(Texte extrait):
--------

La loi de Murphy peut sembler un thriller classique des années 80, mais le scénario de Gail Morgan Hickman, s’avère en bien des points pour le moins originale. Son point de vue féminin sur le genre apporte un regard neuf en s’écartant du classicisme… tout en respectant ses principales figures de style. La loi de Murphy est l’un des rares films où le tueur est une femme. Il ne s’agit plus d’une empoisonneuse comme dans beaucoup de policiers, mais d’une femme, réellement fatale, décidée, armes en main tue avec sadisme et organisation. Elle se venge des responsables (et pas uniquement des hommes) de sa mise à la l’écart de la société. Baptisée ironiquement par Gail Morgan Hickman : Freeman, homme libre, il est incontestable que sa tueuse psychopathe s’affranchit de toute règle piétinant la loi. Viscéralement mauvaise, Joan Freeman, agit en toute conscience, sans affect, froidement et méthodiquement. A l’écran, cela crée un trouble, une ligne symbolique est franchie, généralement associé à la vie, la femme dans La loi de Murphy donne la mort.

--------

(Énoncé écrit):
Reproduisez intégralement, sans rien modifier, le texte sur le film La loi de Murphy. Les enregistrements proviennent d'une autre source.

--------

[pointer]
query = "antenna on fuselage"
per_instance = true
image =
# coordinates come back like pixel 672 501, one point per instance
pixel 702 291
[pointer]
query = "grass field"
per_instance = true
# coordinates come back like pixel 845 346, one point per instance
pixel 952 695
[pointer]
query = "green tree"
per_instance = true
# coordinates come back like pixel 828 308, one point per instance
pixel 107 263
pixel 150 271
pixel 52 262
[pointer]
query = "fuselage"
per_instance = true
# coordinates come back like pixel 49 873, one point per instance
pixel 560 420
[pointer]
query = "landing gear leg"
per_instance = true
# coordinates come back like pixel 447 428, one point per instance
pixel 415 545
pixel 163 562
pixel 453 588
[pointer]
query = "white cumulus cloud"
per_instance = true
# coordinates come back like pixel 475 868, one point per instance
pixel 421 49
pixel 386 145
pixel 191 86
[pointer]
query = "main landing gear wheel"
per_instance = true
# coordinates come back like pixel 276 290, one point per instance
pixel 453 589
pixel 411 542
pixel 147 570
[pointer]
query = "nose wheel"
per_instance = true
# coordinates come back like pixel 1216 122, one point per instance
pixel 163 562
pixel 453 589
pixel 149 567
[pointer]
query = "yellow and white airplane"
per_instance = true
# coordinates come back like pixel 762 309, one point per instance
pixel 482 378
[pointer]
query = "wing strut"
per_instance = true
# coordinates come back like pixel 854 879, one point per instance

--------

(Corrigé):
La loi de Murphy peut sembler un thriller classique des années 80, mais le scénario de Gail Morgan Hickman, s’avère en bien des points pour le moins originale. Son point de vue féminin sur le genre apporte un regard neuf en s’écartant du classicisme… tout en respectant ses principales figures de style. La loi de Murphy est l’un des rares films où le tueur est une femme. Il ne s’agit plus d’une empoisonneuse comme dans beaucoup de policiers, mais d’une femme, réellement fatale, décidée, armes en main tue avec sadisme et organisation. Elle se venge des responsables (et pas uniquement des hommes) de sa mise à la l’écart de la société. Baptisée ironiquement par Gail Morgan Hickman : Freeman, homme libre, il est incontestable que sa tueuse psychopathe s’affranchit de toute règle piétinant la loi. Viscéralement mauvaise, Joan Freeman, agit en toute conscience, sans affect, froidement et méthodiquement. A l’écran, cela crée un trouble, une ligne symbolique est franchie, généralement associé à la vie, la femme dans La loi de Murphy donne la mort.